▸ Reading passage:
★ ★ ★ ★ ★ ★ ★

5/16/2022

speaker
Operator

Good day, ladies and gentlemen, and welcome to the Pioneer Power Solutions 2022 First Quarter Financial Results Conference Call. At this time, all participants are in listen-only mode. Following this discussion, the call will be open for questions. If you have a question, please press the star followed by the one. And if you're using a speaker equipment, please lift the handset before making your selection. I would now like to turn the conference over to Mr. Brett Moss of Hayden ILR. Please go ahead.

★ ★ ★ ★ ★ ★ ★

[A series of records]

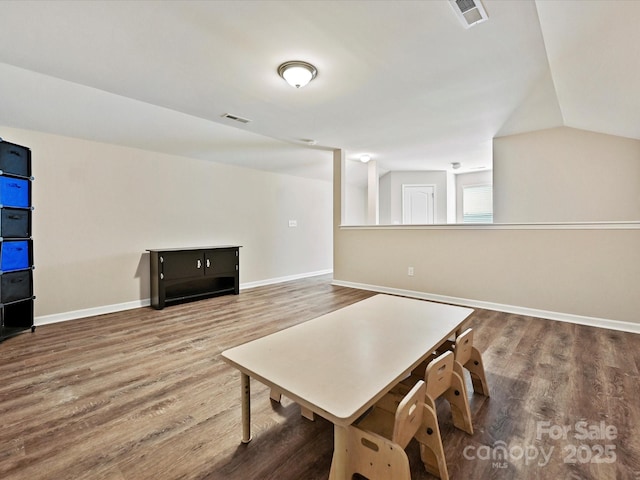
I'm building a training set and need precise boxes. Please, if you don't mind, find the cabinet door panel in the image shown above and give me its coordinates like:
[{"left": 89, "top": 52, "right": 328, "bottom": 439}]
[
  {"left": 205, "top": 248, "right": 238, "bottom": 275},
  {"left": 160, "top": 250, "right": 204, "bottom": 280}
]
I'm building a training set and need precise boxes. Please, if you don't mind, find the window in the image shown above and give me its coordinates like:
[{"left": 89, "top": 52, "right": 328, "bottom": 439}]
[{"left": 462, "top": 185, "right": 493, "bottom": 223}]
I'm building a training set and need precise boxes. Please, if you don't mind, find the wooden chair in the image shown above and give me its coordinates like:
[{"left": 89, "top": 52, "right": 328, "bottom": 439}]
[
  {"left": 437, "top": 328, "right": 489, "bottom": 397},
  {"left": 393, "top": 351, "right": 473, "bottom": 435},
  {"left": 453, "top": 328, "right": 489, "bottom": 397},
  {"left": 329, "top": 381, "right": 436, "bottom": 480}
]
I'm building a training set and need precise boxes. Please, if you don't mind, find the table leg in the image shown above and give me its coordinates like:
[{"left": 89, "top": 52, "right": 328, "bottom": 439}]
[
  {"left": 329, "top": 425, "right": 350, "bottom": 480},
  {"left": 240, "top": 372, "right": 251, "bottom": 443}
]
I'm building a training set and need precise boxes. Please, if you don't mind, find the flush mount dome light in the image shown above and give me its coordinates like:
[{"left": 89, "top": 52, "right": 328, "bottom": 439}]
[{"left": 278, "top": 60, "right": 318, "bottom": 88}]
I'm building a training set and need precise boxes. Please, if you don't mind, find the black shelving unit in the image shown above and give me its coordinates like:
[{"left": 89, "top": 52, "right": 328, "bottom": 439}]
[{"left": 0, "top": 138, "right": 36, "bottom": 341}]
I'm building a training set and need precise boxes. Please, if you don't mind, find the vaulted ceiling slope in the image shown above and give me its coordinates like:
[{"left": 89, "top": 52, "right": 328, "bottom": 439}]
[{"left": 0, "top": 0, "right": 640, "bottom": 179}]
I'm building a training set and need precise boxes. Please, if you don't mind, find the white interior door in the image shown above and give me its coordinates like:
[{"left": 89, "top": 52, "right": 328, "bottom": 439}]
[{"left": 402, "top": 185, "right": 436, "bottom": 225}]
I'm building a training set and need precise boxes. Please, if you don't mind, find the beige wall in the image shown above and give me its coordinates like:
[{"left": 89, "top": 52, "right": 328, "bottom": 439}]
[
  {"left": 334, "top": 152, "right": 640, "bottom": 324},
  {"left": 493, "top": 127, "right": 640, "bottom": 223},
  {"left": 0, "top": 128, "right": 332, "bottom": 323}
]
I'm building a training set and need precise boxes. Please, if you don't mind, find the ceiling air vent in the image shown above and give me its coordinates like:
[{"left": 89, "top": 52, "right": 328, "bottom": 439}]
[
  {"left": 220, "top": 113, "right": 251, "bottom": 123},
  {"left": 449, "top": 0, "right": 488, "bottom": 28}
]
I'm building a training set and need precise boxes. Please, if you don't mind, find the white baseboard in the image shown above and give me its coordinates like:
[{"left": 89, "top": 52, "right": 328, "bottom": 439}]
[
  {"left": 332, "top": 280, "right": 640, "bottom": 333},
  {"left": 34, "top": 270, "right": 333, "bottom": 326},
  {"left": 33, "top": 298, "right": 151, "bottom": 326},
  {"left": 240, "top": 269, "right": 333, "bottom": 290}
]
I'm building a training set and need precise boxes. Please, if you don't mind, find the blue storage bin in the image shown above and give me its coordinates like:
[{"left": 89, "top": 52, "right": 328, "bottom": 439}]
[
  {"left": 0, "top": 176, "right": 31, "bottom": 208},
  {"left": 0, "top": 240, "right": 33, "bottom": 272}
]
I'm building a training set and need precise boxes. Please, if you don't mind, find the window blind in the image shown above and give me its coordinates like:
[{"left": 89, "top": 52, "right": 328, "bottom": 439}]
[{"left": 462, "top": 185, "right": 493, "bottom": 223}]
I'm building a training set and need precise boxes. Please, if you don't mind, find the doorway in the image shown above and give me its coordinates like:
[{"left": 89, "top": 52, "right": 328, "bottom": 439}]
[{"left": 402, "top": 184, "right": 436, "bottom": 225}]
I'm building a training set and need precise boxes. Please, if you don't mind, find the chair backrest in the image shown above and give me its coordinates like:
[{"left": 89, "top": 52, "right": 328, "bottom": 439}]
[
  {"left": 455, "top": 328, "right": 473, "bottom": 365},
  {"left": 425, "top": 351, "right": 454, "bottom": 400},
  {"left": 391, "top": 380, "right": 426, "bottom": 448}
]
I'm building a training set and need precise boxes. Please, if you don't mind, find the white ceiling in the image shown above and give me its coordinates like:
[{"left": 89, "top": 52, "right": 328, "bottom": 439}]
[{"left": 0, "top": 0, "right": 640, "bottom": 184}]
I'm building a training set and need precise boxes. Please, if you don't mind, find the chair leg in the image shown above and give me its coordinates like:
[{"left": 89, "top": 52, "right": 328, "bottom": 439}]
[
  {"left": 453, "top": 360, "right": 469, "bottom": 398},
  {"left": 415, "top": 404, "right": 449, "bottom": 480},
  {"left": 444, "top": 372, "right": 473, "bottom": 435},
  {"left": 269, "top": 387, "right": 282, "bottom": 403},
  {"left": 464, "top": 347, "right": 489, "bottom": 397},
  {"left": 329, "top": 426, "right": 411, "bottom": 480}
]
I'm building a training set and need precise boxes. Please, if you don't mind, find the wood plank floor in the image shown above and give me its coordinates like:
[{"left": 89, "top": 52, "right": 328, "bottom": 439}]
[{"left": 0, "top": 276, "right": 640, "bottom": 480}]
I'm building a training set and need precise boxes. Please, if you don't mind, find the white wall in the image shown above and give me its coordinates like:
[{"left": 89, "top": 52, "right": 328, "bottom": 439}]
[
  {"left": 455, "top": 170, "right": 493, "bottom": 223},
  {"left": 493, "top": 127, "right": 640, "bottom": 223},
  {"left": 0, "top": 127, "right": 332, "bottom": 323},
  {"left": 380, "top": 171, "right": 447, "bottom": 225},
  {"left": 334, "top": 150, "right": 640, "bottom": 331}
]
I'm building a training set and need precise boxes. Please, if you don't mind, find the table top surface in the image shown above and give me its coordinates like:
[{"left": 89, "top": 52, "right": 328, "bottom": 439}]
[{"left": 222, "top": 295, "right": 473, "bottom": 425}]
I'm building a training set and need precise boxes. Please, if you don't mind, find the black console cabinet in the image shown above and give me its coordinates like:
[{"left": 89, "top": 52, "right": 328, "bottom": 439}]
[{"left": 147, "top": 245, "right": 240, "bottom": 310}]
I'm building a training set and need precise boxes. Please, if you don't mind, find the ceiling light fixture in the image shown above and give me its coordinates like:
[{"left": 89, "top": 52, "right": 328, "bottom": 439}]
[{"left": 278, "top": 60, "right": 318, "bottom": 88}]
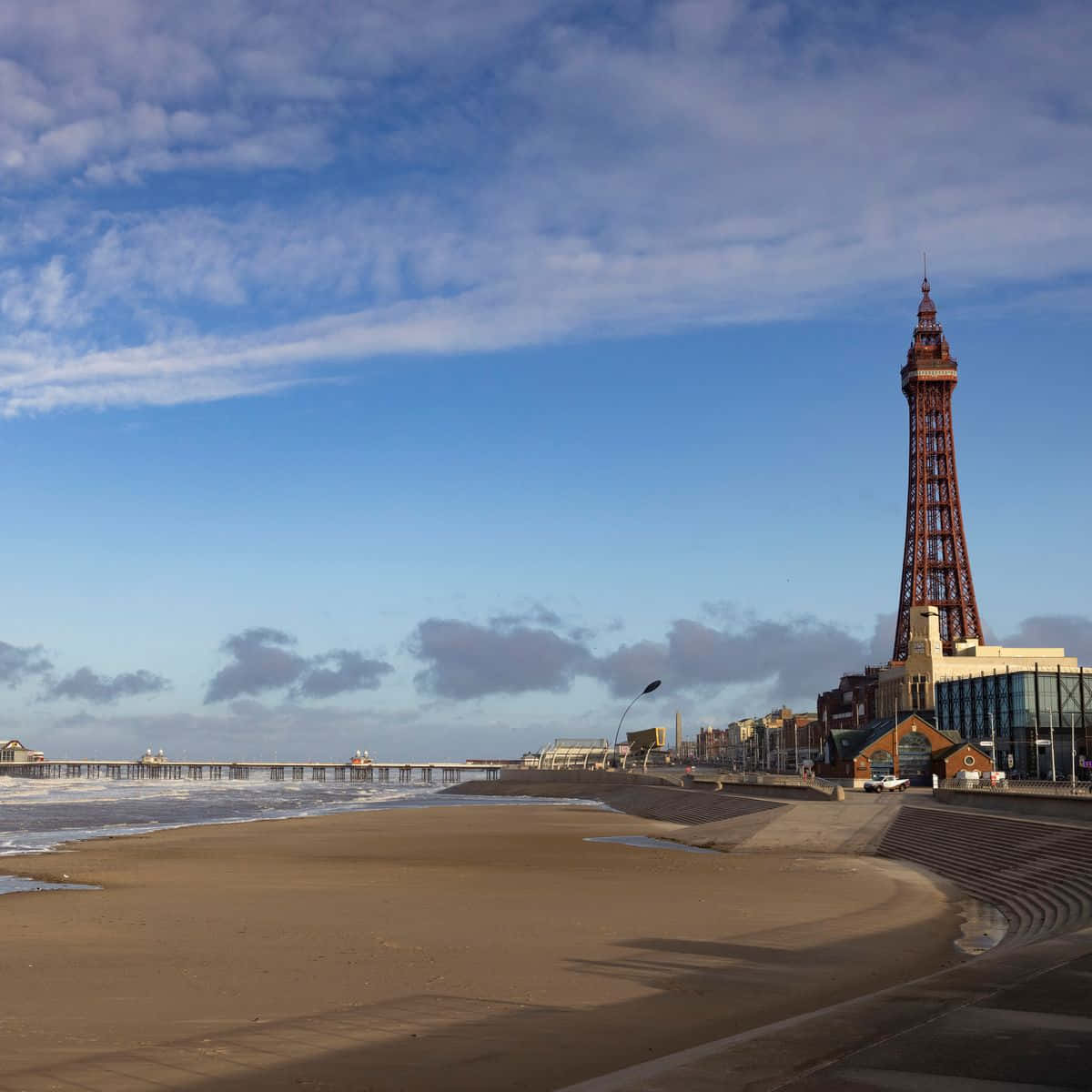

★ ★ ★ ★ ★ ★ ★

▸ To-do list:
**A)** Rewrite the conference call transcript from "Good day, ladies" to "Please go ahead.", renaming "handset" as "receiver".
**B)** In the conference call transcript, which keys does a participant press to ask a question?
**C)** Please proceed with the conference call transcript, carrying it on from where it stops.
The data is not needed for this work.

▸ Solved problems:
**A)**
Good day, ladies and gentlemen, and welcome to the Pioneer Power Solutions 2022 First Quarter Financial Results Conference Call. At this time, all participants are in listen-only mode. Following this discussion, the call will be open for questions. If you have a question, please press the star followed by the one. And if you're using a speaker equipment, please lift the receiver before making your selection. I would now like to turn the conference over to Mr. Brett Moss of Hayden ILR. Please go ahead.

**B)** The star key followed by the one.

**C)**
speaker
Brett Moss

Thank you and welcome. The call today will be hosted by Nathan Masaryk, Chairman and Chief Executive Officer, Walter Michalik, Chief Financial Officer, and also on the call today is Gio Morican, President of the company's recently launched Pioneer Power Mobility, I'm sorry, Mobility Business Unit. Following this discussion, there will be a Q&A session open to the participants on the call. We appreciate the opportunity to review the first quarter of 2022 financial results, as well as discuss recent business highlights. Before we get started, let me remind you this call is being recorded in webcast. During this call, management will make forward-looking statements. These statements are based on current expectations and assumptions and are subject to risks and uncertainties that could cause actual results to differ materially. Please refer to the cautionary text regarding forward-looking statements contained in the earnings release issued earlier today and the posted version of these prepared remarks, both of which apply to the content of the call. I would now like to turn the call over to Nathan Mazurick, Chairman and CEO. Nathan, please go ahead.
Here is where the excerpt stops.